-- INSTRUCTIONS TO FOLLOW --
Across all the entries below, how many lines contain the string "shown"? The number by itself is the answer.

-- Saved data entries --
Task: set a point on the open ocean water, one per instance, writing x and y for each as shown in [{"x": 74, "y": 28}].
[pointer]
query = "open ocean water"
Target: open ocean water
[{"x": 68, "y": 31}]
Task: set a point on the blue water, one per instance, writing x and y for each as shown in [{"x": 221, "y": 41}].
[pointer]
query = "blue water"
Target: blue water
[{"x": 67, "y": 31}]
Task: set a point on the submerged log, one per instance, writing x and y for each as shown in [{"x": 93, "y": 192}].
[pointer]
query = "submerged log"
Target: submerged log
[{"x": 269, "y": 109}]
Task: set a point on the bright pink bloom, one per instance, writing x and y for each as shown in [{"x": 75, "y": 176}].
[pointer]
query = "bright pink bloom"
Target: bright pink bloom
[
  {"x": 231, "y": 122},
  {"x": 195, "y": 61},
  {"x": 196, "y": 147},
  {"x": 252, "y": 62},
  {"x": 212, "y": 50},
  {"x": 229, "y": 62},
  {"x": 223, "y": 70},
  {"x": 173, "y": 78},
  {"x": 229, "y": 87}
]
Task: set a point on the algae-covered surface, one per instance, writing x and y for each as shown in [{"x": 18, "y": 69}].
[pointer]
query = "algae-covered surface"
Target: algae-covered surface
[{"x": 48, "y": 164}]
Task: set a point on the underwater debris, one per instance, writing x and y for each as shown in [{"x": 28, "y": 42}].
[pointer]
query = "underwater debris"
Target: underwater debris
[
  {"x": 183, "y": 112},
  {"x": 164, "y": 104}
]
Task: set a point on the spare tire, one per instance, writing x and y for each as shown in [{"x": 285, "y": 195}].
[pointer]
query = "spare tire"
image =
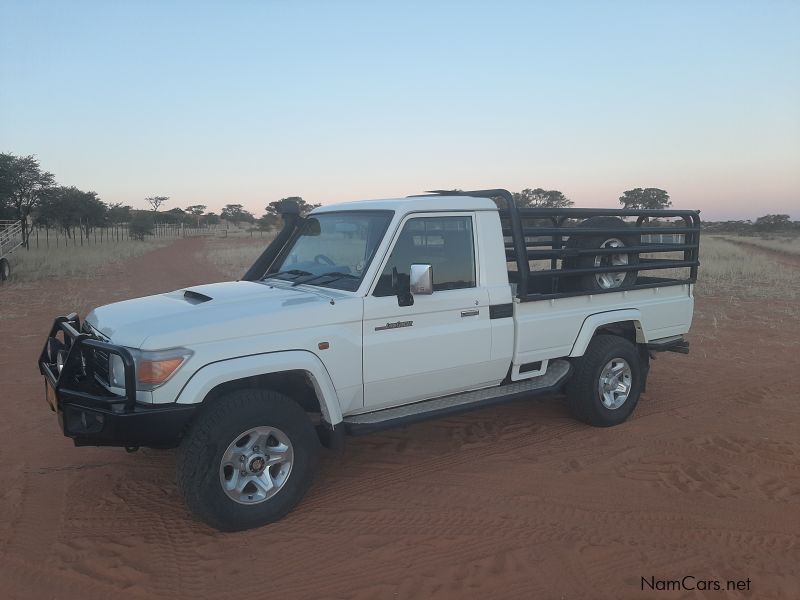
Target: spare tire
[{"x": 609, "y": 280}]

-- ANSWER SECTION --
7